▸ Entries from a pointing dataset
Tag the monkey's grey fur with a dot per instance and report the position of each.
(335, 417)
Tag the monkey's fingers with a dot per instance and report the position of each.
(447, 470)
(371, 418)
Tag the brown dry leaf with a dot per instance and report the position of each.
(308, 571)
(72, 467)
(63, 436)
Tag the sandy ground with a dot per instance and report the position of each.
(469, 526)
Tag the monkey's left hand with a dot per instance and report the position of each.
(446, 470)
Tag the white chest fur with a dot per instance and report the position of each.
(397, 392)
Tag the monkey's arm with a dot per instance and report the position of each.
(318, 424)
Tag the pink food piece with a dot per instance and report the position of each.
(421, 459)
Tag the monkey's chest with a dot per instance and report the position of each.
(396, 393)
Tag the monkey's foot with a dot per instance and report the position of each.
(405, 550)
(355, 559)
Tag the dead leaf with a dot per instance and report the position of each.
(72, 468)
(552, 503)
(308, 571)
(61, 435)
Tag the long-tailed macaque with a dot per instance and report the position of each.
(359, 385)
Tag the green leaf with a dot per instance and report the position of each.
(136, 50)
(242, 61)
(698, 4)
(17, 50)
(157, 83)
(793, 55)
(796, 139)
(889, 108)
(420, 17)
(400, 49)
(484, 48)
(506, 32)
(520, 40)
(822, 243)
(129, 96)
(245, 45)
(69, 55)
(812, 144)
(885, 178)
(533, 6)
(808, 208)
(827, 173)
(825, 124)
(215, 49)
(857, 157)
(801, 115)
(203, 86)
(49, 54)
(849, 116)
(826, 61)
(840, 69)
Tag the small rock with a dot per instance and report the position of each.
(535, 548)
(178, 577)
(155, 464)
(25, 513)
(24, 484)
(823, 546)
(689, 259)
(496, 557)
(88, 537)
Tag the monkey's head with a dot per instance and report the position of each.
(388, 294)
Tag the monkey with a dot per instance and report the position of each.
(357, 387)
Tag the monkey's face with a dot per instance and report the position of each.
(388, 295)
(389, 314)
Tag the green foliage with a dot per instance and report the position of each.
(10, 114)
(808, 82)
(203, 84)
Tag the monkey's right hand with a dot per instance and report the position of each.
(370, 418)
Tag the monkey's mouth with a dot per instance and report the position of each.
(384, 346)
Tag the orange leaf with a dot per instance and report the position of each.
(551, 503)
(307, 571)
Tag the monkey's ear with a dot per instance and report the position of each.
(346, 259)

▸ Given request
Faithfully copy every entry, leaving nothing out.

▸ The completed task
Tag the monkey's grey fur with a dot per instance and report the position of each.
(335, 417)
Tag the monkey's fingers with a dot per instance and report the position of each.
(447, 470)
(371, 418)
Tag the brown dry leaf with a dot per instance and report the position of each.
(308, 571)
(72, 467)
(63, 436)
Tag the sandy ground with a dot per instance and report the position of each.
(469, 526)
Tag the monkey's left hand with a dot per instance and report the position of each.
(446, 470)
Tag the white chest fur with a dot per instance and report the position of each.
(397, 392)
Tag the monkey's arm with a dot per instance and report the position of each.
(318, 424)
Tag the pink food piece with a dot per instance and report the position of each.
(421, 459)
Tag the monkey's chest with a dot per instance and report the position of each.
(396, 393)
Tag the monkey's foot with a dot per instance and report the position of each.
(405, 550)
(355, 559)
Tag the dead leaf with a dot per instance and report the position of each.
(72, 468)
(552, 503)
(308, 571)
(61, 435)
Tag the long-tailed macaque with a dot per instance and report the position of each.
(359, 385)
Tag the green leaf with a dot per instance and report the position of each.
(136, 50)
(242, 61)
(698, 4)
(17, 50)
(157, 83)
(793, 55)
(796, 139)
(889, 108)
(420, 17)
(400, 49)
(484, 48)
(506, 32)
(520, 40)
(822, 243)
(129, 96)
(245, 45)
(69, 55)
(812, 144)
(885, 178)
(533, 6)
(808, 208)
(827, 173)
(825, 124)
(215, 49)
(857, 157)
(801, 115)
(203, 86)
(49, 54)
(849, 116)
(826, 61)
(840, 69)
Tag the small rock with a dot per instance and report the position of each.
(535, 548)
(178, 577)
(155, 464)
(25, 513)
(24, 484)
(823, 546)
(689, 259)
(496, 557)
(88, 537)
Tag the monkey's head with a dot per instance and report the position of each.
(388, 294)
Tag the monkey with a dot per instance and report the position of each.
(357, 387)
Tag the monkey's face with a dot per instance and report the position of each.
(388, 295)
(389, 314)
Tag the green foliage with a dot per instance and report the position of each.
(10, 114)
(808, 82)
(203, 84)
Tag the monkey's right hand with a dot per instance and report the position of each.
(370, 418)
Tag the monkey's mouth with a dot per instance and report the position of each.
(384, 346)
Tag the orange leaf with a dot per instance and report the position of each.
(551, 503)
(307, 571)
Tag the monkey's ear with a dot per instance and report the position of each.
(346, 259)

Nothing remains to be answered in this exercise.